Phenytoin beyond 7 days belongs on the AVOID list. Acute use for seizure prophylaxis in the first 7 days is BTF Level 2A per the Temkin trial (TBI-07), but chronic use beyond 7 days provides no benefit for late post-traumatic epilepsy and imposes substantial harm: cognitive impairment with reduced attention, processing speed, and memory; impaired motor recovery; CYP450 induction (CYP2C9, CYP2C19, CYP3A4) that cuts levels of warfarin, oral contraceptives, corticosteroids, methadone, and many antibiotics; and the need for therapeutic drug monitoring because of a narrow therapeutic index. Chronic adverse effects include gingival hyperplasia, cerebellar toxicity, osteoporosis, peripheral neuropathy, and folate deficiency. After day 7, discontinue unless documented post-traumatic epilepsy (PTE) requires ongoing therapy, in which case levetiracetam is preferred for its renal clearance, lack of CYP interactions, and lower cognitive burden. The caveat is levetiracetam-induced behavioral irritability (“Keppra rage”), which is ironic given the TBI population’s susceptibility to agitation.

Dataset content:
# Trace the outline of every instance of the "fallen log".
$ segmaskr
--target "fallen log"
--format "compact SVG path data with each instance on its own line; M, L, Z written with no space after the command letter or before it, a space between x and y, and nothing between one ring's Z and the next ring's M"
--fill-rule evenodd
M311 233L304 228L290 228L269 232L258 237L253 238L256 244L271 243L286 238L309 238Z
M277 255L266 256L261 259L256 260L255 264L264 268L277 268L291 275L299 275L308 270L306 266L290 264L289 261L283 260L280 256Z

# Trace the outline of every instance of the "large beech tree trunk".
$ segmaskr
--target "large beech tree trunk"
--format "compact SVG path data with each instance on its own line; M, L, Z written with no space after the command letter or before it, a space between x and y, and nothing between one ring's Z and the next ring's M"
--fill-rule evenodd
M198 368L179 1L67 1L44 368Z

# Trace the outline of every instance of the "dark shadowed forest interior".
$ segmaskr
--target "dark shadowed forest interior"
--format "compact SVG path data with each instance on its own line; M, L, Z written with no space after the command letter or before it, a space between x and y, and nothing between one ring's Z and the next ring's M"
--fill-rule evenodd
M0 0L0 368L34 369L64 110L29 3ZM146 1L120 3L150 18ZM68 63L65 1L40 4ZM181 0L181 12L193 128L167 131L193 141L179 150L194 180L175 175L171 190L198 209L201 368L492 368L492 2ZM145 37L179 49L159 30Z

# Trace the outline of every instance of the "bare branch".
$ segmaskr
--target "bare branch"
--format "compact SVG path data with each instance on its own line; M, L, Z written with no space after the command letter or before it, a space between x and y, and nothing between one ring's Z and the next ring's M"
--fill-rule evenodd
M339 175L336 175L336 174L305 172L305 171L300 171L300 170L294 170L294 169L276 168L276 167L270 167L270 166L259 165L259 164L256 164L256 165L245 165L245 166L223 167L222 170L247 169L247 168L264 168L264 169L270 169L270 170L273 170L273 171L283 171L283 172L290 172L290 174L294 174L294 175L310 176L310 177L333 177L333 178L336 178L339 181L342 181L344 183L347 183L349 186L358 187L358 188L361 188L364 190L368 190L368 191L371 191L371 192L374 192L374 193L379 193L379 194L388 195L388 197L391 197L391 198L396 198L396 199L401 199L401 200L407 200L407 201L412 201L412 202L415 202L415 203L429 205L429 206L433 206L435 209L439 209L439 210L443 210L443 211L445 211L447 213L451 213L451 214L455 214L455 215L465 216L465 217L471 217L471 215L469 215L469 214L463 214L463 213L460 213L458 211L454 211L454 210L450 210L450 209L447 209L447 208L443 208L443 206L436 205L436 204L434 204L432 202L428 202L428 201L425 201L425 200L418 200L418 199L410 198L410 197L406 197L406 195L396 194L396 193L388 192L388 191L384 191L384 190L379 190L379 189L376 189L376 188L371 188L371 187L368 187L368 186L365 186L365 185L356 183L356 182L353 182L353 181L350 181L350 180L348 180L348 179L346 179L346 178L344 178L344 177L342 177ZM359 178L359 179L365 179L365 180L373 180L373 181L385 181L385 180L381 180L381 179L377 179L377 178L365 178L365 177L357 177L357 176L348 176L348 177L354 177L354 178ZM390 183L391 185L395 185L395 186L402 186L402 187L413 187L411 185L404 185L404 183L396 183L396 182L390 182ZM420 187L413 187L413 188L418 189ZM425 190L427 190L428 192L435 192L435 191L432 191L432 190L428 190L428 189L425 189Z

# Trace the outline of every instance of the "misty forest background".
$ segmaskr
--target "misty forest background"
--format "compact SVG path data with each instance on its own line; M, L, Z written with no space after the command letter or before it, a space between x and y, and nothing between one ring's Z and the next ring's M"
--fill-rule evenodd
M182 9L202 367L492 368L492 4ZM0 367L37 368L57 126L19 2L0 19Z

Activity: Please answer from the phenytoin text above: after day 7, which drug is preferred when documented post-traumatic epilepsy requires ongoing therapy?

Reply: Levetiracetam